Position identification records:
--- BEGIN ---

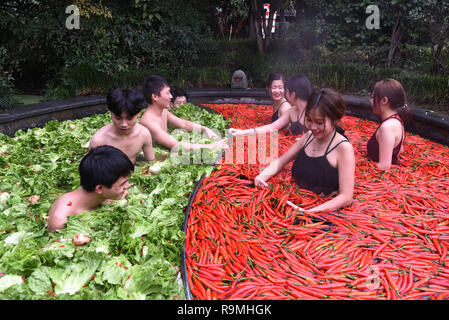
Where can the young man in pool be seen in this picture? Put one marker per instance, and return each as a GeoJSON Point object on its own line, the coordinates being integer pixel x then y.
{"type": "Point", "coordinates": [124, 132]}
{"type": "Point", "coordinates": [104, 174]}
{"type": "Point", "coordinates": [157, 117]}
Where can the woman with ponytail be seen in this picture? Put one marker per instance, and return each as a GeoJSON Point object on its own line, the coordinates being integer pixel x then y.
{"type": "Point", "coordinates": [388, 101]}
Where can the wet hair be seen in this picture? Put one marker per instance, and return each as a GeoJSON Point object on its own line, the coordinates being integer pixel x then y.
{"type": "Point", "coordinates": [178, 92]}
{"type": "Point", "coordinates": [301, 86]}
{"type": "Point", "coordinates": [274, 76]}
{"type": "Point", "coordinates": [328, 102]}
{"type": "Point", "coordinates": [130, 101]}
{"type": "Point", "coordinates": [395, 93]}
{"type": "Point", "coordinates": [153, 84]}
{"type": "Point", "coordinates": [103, 165]}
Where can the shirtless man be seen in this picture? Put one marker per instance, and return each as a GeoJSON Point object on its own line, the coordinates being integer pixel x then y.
{"type": "Point", "coordinates": [157, 117]}
{"type": "Point", "coordinates": [124, 132]}
{"type": "Point", "coordinates": [104, 174]}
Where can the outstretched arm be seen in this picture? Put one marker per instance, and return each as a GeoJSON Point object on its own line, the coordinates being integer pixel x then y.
{"type": "Point", "coordinates": [279, 124]}
{"type": "Point", "coordinates": [189, 126]}
{"type": "Point", "coordinates": [279, 163]}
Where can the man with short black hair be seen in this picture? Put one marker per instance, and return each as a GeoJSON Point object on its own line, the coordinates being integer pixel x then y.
{"type": "Point", "coordinates": [104, 174]}
{"type": "Point", "coordinates": [157, 117]}
{"type": "Point", "coordinates": [124, 132]}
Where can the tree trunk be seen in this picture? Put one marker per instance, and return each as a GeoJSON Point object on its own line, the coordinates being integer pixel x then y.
{"type": "Point", "coordinates": [257, 25]}
{"type": "Point", "coordinates": [396, 37]}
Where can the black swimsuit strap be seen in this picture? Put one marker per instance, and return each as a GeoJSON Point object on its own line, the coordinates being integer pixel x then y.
{"type": "Point", "coordinates": [280, 106]}
{"type": "Point", "coordinates": [308, 141]}
{"type": "Point", "coordinates": [330, 142]}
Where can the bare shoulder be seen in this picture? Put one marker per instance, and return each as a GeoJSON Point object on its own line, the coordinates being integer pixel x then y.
{"type": "Point", "coordinates": [345, 146]}
{"type": "Point", "coordinates": [391, 124]}
{"type": "Point", "coordinates": [142, 131]}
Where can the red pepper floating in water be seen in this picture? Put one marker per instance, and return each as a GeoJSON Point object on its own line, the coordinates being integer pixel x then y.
{"type": "Point", "coordinates": [391, 243]}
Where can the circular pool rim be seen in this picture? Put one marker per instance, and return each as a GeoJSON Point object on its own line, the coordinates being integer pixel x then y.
{"type": "Point", "coordinates": [431, 125]}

--- END ---

● **What you need to do**: Retype the records verbatim, starting at the line that contains "Where can the bare" and continuing through the final line of the records.

● **Output of the exercise**:
Where can the bare shoulder be seen in this picture? Put one marker per instance, and return each as a GeoJSON Point object on its own line, the coordinates being integer pixel x then y.
{"type": "Point", "coordinates": [345, 146]}
{"type": "Point", "coordinates": [391, 124]}
{"type": "Point", "coordinates": [142, 131]}
Where can the red pepper floating in water be seen in this picture? Put one marker per instance, and return each as a GeoJSON Point object on its own line, the coordinates being integer pixel x then y.
{"type": "Point", "coordinates": [391, 243]}
Where can the circular pool rim be seen in this picture? Put one marker per instance, and return each as a GeoJSON Point object on its own line, the coordinates being integer pixel x then y.
{"type": "Point", "coordinates": [431, 125]}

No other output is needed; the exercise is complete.